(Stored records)
-*-*-

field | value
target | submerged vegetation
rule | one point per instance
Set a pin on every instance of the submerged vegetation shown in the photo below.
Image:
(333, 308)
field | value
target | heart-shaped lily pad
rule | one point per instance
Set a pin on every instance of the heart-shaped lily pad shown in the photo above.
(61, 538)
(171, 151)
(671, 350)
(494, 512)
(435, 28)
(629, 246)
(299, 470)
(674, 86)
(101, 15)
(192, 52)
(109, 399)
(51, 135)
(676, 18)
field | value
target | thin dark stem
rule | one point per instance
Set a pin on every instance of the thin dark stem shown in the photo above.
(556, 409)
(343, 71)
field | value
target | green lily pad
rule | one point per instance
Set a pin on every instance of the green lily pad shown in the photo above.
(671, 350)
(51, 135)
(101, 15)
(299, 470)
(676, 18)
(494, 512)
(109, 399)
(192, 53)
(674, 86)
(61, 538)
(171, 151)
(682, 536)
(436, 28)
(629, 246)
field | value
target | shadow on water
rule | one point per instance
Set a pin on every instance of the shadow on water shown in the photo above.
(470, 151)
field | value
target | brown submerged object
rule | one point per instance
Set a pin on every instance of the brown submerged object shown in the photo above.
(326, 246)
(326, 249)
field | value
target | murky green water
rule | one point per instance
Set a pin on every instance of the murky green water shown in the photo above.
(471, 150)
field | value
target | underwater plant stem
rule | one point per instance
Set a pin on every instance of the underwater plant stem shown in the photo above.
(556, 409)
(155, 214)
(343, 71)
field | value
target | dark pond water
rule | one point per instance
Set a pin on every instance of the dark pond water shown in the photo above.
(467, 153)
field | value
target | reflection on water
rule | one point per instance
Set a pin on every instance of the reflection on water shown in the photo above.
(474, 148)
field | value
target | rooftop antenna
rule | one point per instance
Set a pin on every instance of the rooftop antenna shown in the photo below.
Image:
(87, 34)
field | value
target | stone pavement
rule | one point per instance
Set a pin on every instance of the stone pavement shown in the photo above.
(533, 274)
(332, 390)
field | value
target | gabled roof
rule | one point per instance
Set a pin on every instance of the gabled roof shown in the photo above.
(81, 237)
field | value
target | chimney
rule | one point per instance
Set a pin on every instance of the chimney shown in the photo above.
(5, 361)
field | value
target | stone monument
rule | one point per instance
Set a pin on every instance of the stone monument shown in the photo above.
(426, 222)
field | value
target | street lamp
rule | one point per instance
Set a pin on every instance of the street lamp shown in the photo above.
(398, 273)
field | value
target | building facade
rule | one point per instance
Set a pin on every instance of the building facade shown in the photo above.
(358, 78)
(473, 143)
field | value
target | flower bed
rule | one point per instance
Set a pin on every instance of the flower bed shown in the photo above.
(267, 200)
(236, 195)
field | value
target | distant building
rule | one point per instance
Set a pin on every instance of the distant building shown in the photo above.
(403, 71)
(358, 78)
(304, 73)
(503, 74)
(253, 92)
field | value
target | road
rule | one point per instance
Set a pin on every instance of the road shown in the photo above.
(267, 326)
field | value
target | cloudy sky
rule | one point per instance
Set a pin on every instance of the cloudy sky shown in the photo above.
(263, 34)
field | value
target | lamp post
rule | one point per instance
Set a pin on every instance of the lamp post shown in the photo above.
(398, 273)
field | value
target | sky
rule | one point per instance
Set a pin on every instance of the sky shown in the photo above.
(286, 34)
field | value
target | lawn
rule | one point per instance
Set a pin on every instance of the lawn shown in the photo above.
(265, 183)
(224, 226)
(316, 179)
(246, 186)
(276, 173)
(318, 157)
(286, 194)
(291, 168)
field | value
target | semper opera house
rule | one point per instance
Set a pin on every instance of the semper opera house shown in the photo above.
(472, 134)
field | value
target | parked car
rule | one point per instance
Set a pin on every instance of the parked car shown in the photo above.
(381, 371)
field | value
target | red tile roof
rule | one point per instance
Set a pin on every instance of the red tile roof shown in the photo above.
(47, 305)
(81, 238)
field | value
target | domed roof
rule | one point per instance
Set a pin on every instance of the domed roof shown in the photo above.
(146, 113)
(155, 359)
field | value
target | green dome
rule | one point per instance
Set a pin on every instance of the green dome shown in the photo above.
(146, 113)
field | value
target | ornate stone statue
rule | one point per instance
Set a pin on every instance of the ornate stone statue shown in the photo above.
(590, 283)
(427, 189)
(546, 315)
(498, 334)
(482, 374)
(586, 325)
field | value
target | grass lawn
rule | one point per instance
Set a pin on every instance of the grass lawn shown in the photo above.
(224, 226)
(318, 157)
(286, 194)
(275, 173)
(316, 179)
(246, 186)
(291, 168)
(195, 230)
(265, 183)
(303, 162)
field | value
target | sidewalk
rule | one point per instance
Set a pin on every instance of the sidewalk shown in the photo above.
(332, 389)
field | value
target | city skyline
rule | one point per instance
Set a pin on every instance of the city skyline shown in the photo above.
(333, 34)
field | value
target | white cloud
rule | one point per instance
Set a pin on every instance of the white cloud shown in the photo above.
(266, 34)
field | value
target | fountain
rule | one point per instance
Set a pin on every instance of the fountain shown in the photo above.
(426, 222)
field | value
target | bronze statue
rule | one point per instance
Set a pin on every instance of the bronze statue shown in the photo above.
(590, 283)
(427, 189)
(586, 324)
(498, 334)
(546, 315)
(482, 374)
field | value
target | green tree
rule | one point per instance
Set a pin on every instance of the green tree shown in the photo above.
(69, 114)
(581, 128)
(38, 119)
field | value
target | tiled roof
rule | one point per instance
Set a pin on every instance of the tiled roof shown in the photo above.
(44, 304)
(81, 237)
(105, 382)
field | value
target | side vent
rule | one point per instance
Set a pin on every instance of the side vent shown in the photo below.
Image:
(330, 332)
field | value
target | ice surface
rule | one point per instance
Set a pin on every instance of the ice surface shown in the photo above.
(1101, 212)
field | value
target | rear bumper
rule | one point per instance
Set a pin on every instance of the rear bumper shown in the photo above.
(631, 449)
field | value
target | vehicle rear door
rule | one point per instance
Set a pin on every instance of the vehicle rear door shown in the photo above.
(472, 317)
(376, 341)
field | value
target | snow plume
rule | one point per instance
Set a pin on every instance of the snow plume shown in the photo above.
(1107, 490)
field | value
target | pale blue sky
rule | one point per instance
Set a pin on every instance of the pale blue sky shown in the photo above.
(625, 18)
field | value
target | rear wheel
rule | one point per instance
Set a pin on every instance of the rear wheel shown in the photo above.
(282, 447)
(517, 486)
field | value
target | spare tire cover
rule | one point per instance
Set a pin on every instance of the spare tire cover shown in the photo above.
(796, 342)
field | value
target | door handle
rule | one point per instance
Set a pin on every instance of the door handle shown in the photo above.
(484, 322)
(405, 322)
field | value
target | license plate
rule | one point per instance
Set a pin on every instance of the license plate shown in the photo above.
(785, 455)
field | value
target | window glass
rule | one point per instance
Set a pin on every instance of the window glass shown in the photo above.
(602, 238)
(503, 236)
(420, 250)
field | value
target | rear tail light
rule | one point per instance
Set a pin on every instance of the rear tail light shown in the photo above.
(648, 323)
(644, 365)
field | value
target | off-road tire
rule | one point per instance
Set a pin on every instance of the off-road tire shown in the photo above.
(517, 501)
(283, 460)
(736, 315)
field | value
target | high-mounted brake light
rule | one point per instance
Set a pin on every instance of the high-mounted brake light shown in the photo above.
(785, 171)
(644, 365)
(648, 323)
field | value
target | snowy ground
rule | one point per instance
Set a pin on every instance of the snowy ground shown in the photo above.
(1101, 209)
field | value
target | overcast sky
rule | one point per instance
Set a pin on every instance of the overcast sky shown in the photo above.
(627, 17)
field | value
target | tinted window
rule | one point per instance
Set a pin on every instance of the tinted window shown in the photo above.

-*-*-

◆ Exercise aim
The records above are to be restated word for word.

◆ Reply
field | value
target | submerged vegetation
rule | one point per instance
Set a pin on every instance of the submerged vegetation shown in the photo below.
Image:
(333, 308)
field | value
target | heart-shaped lily pad
rule | one point per instance
Set a pin on every instance of the heart-shaped lily pad shown in the photo above.
(61, 538)
(171, 151)
(671, 350)
(494, 512)
(435, 28)
(629, 246)
(299, 470)
(674, 86)
(101, 15)
(192, 52)
(109, 399)
(51, 135)
(676, 18)
field | value
target | thin dark stem
rule | one point per instance
Set a pin on every instance of the thin dark stem shown in the photo above.
(556, 409)
(343, 71)
field | value
target | green lily pad
rule | one point per instance
Set a pin on every instance of the green lily pad shown in the photo above.
(671, 350)
(51, 135)
(101, 15)
(299, 470)
(676, 18)
(494, 512)
(109, 399)
(192, 53)
(674, 86)
(61, 538)
(171, 151)
(682, 536)
(436, 28)
(629, 246)
field | value
target | shadow on water
rule | one point per instance
Set a pin on every instance of the shadow on water shown in the photo above.
(470, 151)
field | value
target | brown submerged object
rule | one point per instance
Set a pin on every instance of the brown submerged object shown in the photo above.
(326, 246)
(326, 249)
field | value
target | murky green water
rule | one point per instance
Set a pin on every instance of the murky green water shown in the photo above.
(471, 150)
field | value
target | underwater plant stem
rule | one point per instance
Set a pin on every instance of the underwater plant stem shown in the photo above.
(556, 409)
(155, 214)
(343, 71)
field | value
target | dark pond water
rule | one point per instance
Set a pin on every instance of the dark pond water shown in the photo above.
(467, 153)
field | value
target | reflection on water
rule | one point per instance
Set a pin on every instance of the reflection on water shown in the photo above.
(474, 148)
field | value
target | rooftop antenna
rule | one point per instance
Set a pin on every instance of the rooftop antenna shown in the photo below.
Image:
(87, 34)
field | value
target | stone pavement
rule | one point per instance
Set a pin on every instance of the stone pavement shown in the photo above.
(533, 274)
(332, 390)
field | value
target | gabled roof
rule | one point per instance
Set a pin on every instance of the gabled roof shown in the photo above.
(81, 237)
field | value
target | chimney
rule | one point per instance
Set a pin on every instance of the chimney shown in the photo above.
(5, 361)
field | value
target | stone monument
rule | one point per instance
Set a pin on every instance of the stone monument shown in the photo above.
(426, 222)
field | value
target | street lamp
rule | one point per instance
Set a pin on every instance of the street lamp shown in the photo above.
(398, 273)
field | value
target | building facade
rule | one point per instance
Set a pin on every instance of the building facade shown in the photo above.
(358, 78)
(473, 143)
field | value
target | flower bed
rule | one point per instance
Set a pin on every instance of the flower bed shown in the photo above.
(267, 200)
(236, 195)
field | value
target | distant building
rule | one point per instance
Set a pin on every instance of the distant building shown in the photo above.
(403, 71)
(358, 78)
(304, 73)
(503, 74)
(253, 92)
field | value
target | road
rule | one point per instance
Set a pin on every instance of the road shown in the photo above.
(267, 326)
field | value
target | cloudy sky
rule | one point per instance
Set a pin on every instance of the cloudy sky shown in the photo above.
(263, 34)
field | value
target | lamp post
rule | one point per instance
Set a pin on every instance of the lamp post shown in the photo above.
(398, 273)
field | value
target | sky
rule | one point per instance
Set a pin on every instance of the sky shown in the photo above.
(286, 34)
field | value
target | lawn
rule | one point per instance
Set a pin on every instance of the lawn shown in the photo above.
(265, 183)
(224, 226)
(316, 179)
(246, 186)
(276, 173)
(318, 157)
(286, 194)
(291, 168)
field | value
target | semper opera house
rule | one point per instance
Set a pin on every instance of the semper opera house shown in the photo above.
(472, 134)
field | value
target | parked car
rule | one point per instance
Set a pin on every instance of the parked car shown in the photo above.
(381, 371)
field | value
target | red tile roof
rule | one point per instance
Set a pin on every instance of the red tile roof shown in the photo above.
(47, 305)
(81, 238)
field | value
target | domed roof
rule | one point per instance
Set a pin on every instance of the domed roof shown in the photo above.
(146, 113)
(155, 359)
field | value
target | green dome
rule | one point per instance
Set a pin on every instance of the green dome shown in the photo above.
(146, 113)
field | value
target | ornate stone statue
rule | one point per instance
Set a pin on every instance of the ornate stone statue shown in the photo above.
(590, 283)
(427, 189)
(546, 315)
(498, 334)
(482, 374)
(586, 325)
field | value
target | grass lawn
rule | one point per instance
Set a pin on every instance of the grass lawn shown in the photo above.
(224, 226)
(318, 157)
(286, 194)
(275, 173)
(316, 179)
(246, 186)
(291, 168)
(195, 230)
(265, 183)
(303, 162)
field | value
target | sidewalk
rule | one point per instance
Set a pin on every instance of the sidewalk shown in the photo above.
(332, 389)
field | value
target | city skyline
rule | one point per instance
Set a pin on every instance of the city skyline shown in the photo above.
(333, 34)
field | value
target | white cloud
rule | one point per instance
Set a pin on every instance of the white cloud shown in the photo above.
(266, 34)
field | value
target | fountain
rule | one point per instance
Set a pin on every instance of the fountain shown in the photo above.
(426, 222)
field | value
target | bronze statue
rule | one point per instance
Set a pin on every instance of the bronze statue shown in the photo above.
(590, 283)
(427, 189)
(586, 324)
(498, 334)
(546, 315)
(482, 374)
field | value
target | green tree
rule | one point per instance
Set a pin on every instance of the green tree shown in the photo above.
(69, 114)
(581, 128)
(38, 119)
field | value
target | tiled roof
rule | one point per instance
Set a pin on every instance of the tiled roof shown in the photo above.
(44, 304)
(81, 237)
(105, 382)
field | value
target | side vent
rule | one point per instance
Set a pin on every instance of the side vent shown in the photo below.
Image:
(330, 332)
field | value
target | ice surface
rule | one point per instance
Set a pin on every instance of the ice surface shown in the photo above.
(1101, 212)
field | value
target | rear bumper
rule | one point per instance
Set a pin on every instance of the rear bumper shown in the photo above.
(631, 449)
field | value
target | vehicle rear door
rule | one point per instance
Set a pin on every instance of the vehicle rear door shown in the photo above.
(472, 317)
(376, 341)
field | value
target | snow plume
rule | one point per instance
Set a pin on every instance of the snow plume shown in the photo above.
(1107, 490)
field | value
target | pale blue sky
rule | one point per instance
Set a pin on every instance of the pale blue sky shown in the photo above.
(625, 18)
field | value
target | rear wheel
rule | one point per instance
Set a pin on every instance of the rear wheel shown in the photo above.
(282, 447)
(517, 486)
field | value
target | spare tire cover
rule | one point per instance
Set a pin on every instance of the spare tire cover shown in the photo above.
(796, 342)
field | value
target | door handle
rule | one point per instance
Set a pin on every instance of the door handle shown in the photo above.
(484, 322)
(405, 322)
field | value
target | license plate
rule | one point per instance
Set a pin on every instance of the license plate shown in the photo above.
(785, 455)
field | value
target | window glass
rule | one point per instance
Set a pin on every instance of the window glass shown in the photo above.
(602, 238)
(503, 236)
(420, 250)
field | value
target | rear tail light
rule | one point per instance
Set a pin on every instance of the rear tail light shown in the photo above.
(648, 323)
(644, 365)
field | value
target | off-road tire
rule | one point per instance
Set a pin on every instance of the off-road tire shown in the photo above.
(517, 501)
(283, 460)
(736, 315)
field | value
target | high-mounted brake light
rule | one point per instance
Set a pin on every instance of the high-mounted brake light shown in the photo above.
(785, 171)
(644, 365)
(648, 323)
field | value
target | snowy ground
rule | one point per instance
Set a pin on every instance of the snowy ground shown in the photo above.
(1101, 209)
field | value
target | overcast sky
rule | one point per instance
Set a pin on every instance of the overcast sky shown in the photo above.
(627, 17)
field | value
target | tinted window
rule | one point per instance
Set a pin on every instance of the tinted window shown in the photo above.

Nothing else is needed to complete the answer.